* [Available data]
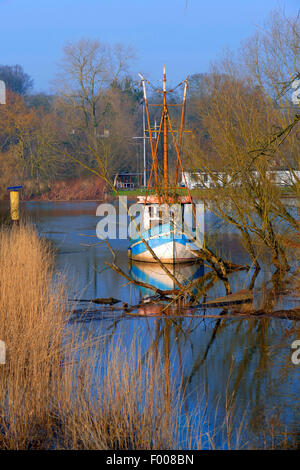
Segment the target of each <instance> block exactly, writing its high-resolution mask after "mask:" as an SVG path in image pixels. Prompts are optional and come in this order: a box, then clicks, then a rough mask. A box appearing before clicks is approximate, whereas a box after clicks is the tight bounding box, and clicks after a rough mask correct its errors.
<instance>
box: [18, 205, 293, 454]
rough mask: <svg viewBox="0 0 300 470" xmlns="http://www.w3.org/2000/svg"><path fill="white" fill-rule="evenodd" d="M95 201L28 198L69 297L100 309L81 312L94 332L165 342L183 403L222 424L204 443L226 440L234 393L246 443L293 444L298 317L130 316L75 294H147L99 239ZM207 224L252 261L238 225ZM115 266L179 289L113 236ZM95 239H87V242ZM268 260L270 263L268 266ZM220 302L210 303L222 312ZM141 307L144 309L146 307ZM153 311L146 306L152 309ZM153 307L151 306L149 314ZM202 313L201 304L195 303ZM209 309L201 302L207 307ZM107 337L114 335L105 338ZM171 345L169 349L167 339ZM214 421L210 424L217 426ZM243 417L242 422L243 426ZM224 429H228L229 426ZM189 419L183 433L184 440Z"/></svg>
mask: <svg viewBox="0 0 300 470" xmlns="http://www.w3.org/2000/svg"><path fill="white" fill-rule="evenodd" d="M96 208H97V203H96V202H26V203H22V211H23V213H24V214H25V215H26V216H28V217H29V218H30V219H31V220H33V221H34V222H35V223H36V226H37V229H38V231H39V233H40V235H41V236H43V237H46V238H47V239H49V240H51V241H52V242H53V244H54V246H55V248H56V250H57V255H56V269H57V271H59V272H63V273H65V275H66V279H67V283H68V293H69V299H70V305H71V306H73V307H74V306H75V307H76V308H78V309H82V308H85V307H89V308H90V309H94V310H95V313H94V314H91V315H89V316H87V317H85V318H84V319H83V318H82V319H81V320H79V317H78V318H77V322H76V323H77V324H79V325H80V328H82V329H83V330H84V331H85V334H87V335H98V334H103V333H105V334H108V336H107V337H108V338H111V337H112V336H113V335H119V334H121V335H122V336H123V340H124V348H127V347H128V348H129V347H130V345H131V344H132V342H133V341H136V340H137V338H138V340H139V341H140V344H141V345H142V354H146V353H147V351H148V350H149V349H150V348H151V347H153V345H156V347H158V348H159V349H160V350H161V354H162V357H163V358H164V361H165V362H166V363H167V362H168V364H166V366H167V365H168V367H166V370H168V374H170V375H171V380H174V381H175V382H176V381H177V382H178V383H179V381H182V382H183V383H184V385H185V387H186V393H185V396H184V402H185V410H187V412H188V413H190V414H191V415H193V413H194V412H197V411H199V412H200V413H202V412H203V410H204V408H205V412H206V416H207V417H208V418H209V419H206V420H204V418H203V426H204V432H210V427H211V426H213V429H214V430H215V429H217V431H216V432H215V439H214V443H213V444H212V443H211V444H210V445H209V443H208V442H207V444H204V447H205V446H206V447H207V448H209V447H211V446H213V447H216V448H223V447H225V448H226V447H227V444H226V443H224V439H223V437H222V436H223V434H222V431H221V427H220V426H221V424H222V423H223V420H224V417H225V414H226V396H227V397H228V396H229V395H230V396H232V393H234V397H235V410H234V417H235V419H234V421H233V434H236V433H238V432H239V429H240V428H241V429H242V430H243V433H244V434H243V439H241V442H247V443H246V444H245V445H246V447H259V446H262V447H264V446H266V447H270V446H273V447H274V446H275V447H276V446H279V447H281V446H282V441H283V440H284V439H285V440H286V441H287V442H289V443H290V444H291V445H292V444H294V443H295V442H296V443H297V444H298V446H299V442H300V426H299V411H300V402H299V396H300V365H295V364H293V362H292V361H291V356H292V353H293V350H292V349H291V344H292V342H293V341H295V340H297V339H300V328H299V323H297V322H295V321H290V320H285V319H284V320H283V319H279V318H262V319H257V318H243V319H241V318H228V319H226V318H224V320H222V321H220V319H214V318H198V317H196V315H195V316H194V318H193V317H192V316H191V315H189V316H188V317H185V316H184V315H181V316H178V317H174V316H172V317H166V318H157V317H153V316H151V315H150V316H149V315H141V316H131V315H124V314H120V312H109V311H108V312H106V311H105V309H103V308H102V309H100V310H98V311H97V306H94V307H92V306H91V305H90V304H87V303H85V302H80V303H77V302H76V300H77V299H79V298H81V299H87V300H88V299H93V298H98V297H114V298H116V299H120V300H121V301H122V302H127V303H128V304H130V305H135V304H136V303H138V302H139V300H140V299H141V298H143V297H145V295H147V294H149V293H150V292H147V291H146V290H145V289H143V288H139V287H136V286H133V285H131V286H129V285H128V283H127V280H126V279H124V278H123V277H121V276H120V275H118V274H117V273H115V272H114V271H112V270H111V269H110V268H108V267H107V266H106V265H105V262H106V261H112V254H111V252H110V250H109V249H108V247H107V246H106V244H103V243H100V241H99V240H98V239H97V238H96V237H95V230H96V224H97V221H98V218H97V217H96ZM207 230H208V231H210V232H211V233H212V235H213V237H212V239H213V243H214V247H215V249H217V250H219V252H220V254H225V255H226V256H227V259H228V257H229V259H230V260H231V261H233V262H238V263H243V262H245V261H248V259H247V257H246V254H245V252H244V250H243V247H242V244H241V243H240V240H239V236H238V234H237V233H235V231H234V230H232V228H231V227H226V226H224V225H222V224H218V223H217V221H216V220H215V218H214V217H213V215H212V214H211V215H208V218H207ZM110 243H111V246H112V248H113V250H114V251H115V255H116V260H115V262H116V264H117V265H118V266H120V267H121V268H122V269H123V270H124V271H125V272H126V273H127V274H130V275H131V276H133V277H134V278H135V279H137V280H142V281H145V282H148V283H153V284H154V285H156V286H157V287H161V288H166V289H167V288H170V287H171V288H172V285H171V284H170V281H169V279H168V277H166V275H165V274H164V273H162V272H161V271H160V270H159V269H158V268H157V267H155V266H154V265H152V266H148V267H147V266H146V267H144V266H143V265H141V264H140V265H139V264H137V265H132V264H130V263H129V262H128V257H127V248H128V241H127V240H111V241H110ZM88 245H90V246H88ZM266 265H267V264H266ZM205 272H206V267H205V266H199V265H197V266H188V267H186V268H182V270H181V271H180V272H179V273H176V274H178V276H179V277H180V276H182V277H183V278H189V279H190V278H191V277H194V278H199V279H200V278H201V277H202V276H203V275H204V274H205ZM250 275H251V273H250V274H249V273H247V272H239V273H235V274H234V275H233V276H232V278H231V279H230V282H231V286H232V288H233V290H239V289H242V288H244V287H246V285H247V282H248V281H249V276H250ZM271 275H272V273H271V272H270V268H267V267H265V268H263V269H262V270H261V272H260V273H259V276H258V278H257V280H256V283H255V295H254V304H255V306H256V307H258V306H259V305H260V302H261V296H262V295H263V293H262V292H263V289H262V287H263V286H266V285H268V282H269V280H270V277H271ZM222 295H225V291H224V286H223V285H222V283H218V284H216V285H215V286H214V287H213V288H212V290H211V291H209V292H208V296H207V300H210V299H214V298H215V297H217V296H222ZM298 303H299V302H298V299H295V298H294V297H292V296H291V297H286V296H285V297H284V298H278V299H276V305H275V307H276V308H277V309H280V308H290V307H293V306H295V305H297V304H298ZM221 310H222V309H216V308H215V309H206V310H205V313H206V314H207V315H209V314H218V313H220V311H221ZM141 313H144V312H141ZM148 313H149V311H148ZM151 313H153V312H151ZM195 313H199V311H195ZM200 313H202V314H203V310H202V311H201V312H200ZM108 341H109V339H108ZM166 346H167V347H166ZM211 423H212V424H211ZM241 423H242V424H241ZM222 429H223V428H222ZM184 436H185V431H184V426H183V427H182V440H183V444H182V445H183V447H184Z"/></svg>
--
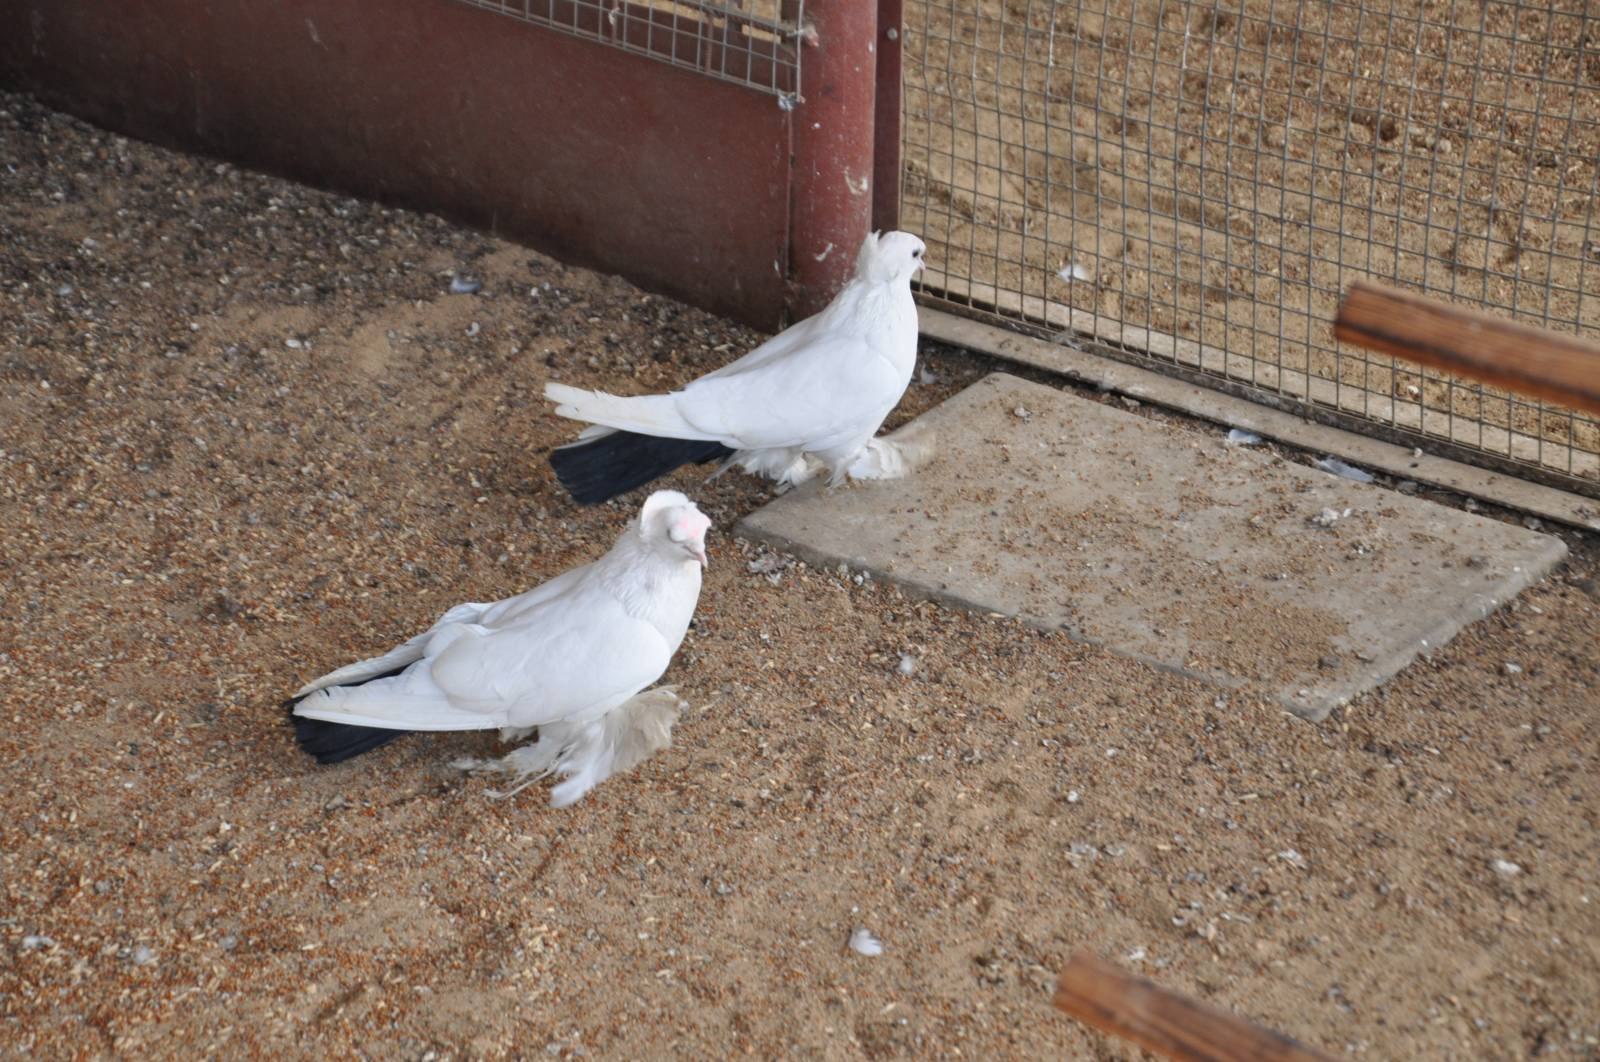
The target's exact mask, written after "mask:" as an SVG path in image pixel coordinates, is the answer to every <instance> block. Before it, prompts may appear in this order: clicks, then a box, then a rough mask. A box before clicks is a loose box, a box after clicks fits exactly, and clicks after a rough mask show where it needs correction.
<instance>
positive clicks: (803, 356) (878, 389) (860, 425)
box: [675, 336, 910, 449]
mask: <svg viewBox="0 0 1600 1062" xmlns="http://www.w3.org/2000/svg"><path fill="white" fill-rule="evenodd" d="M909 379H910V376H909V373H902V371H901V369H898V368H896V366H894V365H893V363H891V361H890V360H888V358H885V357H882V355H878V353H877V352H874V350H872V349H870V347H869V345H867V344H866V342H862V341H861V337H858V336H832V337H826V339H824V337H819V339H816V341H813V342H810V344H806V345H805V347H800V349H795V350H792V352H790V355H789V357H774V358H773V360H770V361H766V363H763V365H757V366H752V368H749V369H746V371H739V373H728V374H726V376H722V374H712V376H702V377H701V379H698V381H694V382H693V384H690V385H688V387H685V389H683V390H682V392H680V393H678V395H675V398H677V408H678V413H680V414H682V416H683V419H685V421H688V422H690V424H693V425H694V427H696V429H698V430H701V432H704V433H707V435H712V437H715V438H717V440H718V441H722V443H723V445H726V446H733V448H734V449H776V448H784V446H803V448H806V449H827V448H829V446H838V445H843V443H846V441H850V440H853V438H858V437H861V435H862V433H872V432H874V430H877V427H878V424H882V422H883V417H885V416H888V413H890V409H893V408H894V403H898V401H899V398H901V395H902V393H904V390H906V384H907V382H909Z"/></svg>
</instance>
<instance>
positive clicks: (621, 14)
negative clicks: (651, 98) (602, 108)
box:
...
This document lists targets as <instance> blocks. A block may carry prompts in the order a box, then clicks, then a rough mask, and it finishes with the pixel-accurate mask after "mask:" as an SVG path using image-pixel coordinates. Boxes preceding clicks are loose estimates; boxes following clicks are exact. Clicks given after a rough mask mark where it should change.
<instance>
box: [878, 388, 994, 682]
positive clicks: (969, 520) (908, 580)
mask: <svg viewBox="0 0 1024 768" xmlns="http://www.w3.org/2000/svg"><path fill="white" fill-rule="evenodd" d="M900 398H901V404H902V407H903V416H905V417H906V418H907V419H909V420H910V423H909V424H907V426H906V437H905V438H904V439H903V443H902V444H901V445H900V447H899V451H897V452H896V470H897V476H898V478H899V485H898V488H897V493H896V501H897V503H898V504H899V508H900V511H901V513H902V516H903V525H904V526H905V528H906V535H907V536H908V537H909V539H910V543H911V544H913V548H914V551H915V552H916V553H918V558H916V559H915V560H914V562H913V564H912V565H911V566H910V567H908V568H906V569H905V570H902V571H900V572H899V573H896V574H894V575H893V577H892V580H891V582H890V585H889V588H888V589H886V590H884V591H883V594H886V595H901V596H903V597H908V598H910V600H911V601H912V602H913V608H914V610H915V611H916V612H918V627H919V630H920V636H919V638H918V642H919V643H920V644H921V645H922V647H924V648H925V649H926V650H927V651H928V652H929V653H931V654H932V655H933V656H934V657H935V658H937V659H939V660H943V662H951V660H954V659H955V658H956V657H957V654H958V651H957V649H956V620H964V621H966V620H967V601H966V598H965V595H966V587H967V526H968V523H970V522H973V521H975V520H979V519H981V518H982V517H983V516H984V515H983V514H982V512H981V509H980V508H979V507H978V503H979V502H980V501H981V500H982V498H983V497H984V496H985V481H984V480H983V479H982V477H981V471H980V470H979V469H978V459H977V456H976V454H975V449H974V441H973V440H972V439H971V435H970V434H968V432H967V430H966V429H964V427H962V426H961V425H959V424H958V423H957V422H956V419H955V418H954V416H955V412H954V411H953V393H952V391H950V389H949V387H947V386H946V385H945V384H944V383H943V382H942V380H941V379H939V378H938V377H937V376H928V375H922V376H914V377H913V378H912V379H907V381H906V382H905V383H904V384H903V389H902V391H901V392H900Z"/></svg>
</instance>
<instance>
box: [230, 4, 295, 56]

* [Work order]
Within the material above, output exactly the lines from the one with "Segment the target" through the one with "box: [18, 205, 293, 454]", end lines included, and nothing besides.

* [Written solution]
Segment the target of each <instance> block exactly, writing its high-resolution mask after "mask:" as an SVG path in image pixels. Prompts are optional and come in this order: a box, then clicks, then a rough mask. A box appearing before clicks is approximate, whereas a box after clicks is the tight bounding box, and clicks after a rough mask correct its errors.
<instance>
box: [18, 205, 293, 454]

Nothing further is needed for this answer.